STATED EXERCISE 1
Can you duplicate, word for word, the part of the template-matching passage from "Figure 2. Quantization." up to and including "of the measures."?
STATED EXERCISE 2
Which combinations of a bin's state in the input and in the template does the template-matching passage describe, and does each one raise the score?

Figure 2. Quantization. Notes that are in the middle of a minimal common division are interpreted as equivalent to the bin center.

To compute the similarity of an input and a template in a given measure, we compare the values of each of the bins in the input the template. If a bin is activated in both the input and the template, or if it is deactivated in both, we increment by one the score for the respective category. On the other hand, if a bin is activated in the input but not in the template, or vice versa, we do not increment the score. As each of our templates consists of a two-beat measure, we have a total of eight bins in a measure, and therefore a maximum score of eight can be obtained on each measure. The total score for the whole song will be the sum obtained on each of the measures.

Figure 3. Template Matching. Only if both the input and the template have the same state (activated or inactivated) the score is increased. If they are different the score stays.

It is important to realize that this is a linear system. Instead of comparing the bins of every measure against the template and accumulating the score, we could make a histogram of the bins along the song and only at the end compare against the template. In such case, for each of the eight bins we only would need to add it frequency f to the score if the bin was activated in the template, or add to the score its complement m-f to the number of measures m of the song.

Clearly, with this template approach, songs for which instruments are playing patterns very similar to the template most of the time will have a very high score for that style. On the results we obtained it could be seen that the templates we used were different enough to give a significant difference in the score to be able to classify a song into a category just by taken the one with highest score. Unfortunately, templates for styles are not unique. There can be slight differences on templates for styles that if they are not taken into consideration our could perform very bad.

Variations to Templates

As we mentioned when we started discussing “Templates Matching”, many times there are slight variations in styles that makes necessary (1) to define more than one template for a style, or (2) to define a more flexible structure that let accept variations into styles. The first one is optimal because we could make as many templates as we want to match all the variations we know. However, that would be computationally too expensive.

DATA EXCERPT
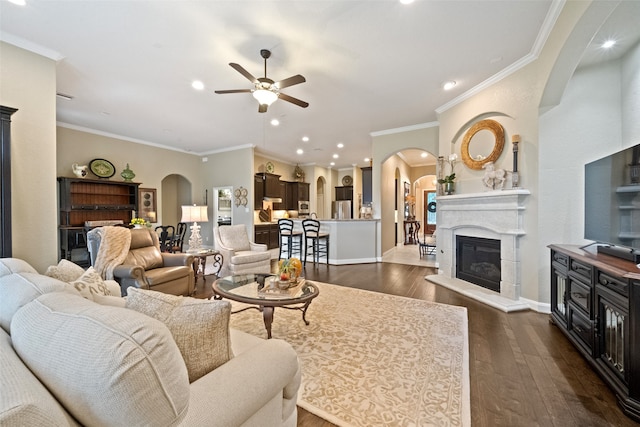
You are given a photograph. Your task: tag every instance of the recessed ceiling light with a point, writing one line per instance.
(449, 85)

EXERCISE SOLUTION 1
Figure 2. Quantization. Notes that are in the middle of a minimal common division are interpreted as equivalent to the bin center.

To compute the similarity of an input and a template in a given measure, we compare the values of each of the bins in the input the template. If a bin is activated in both the input and the template, or if it is deactivated in both, we increment by one the score for the respective category. On the other hand, if a bin is activated in the input but not in the template, or vice versa, we do not increment the score. As each of our templates consists of a two-beat measure, we have a total of eight bins in a measure, and therefore a maximum score of eight can be obtained on each measure. The total score for the whole song will be the sum obtained on each of the measures.

EXERCISE SOLUTION 2
- Activated in both the input and the template: the score increases by one.
- Deactivated in both the input and the template: the score increases by one.
- Activated in the input but not in the template: the score does not increase.
- Activated in the template but not in the input: the score does not increase.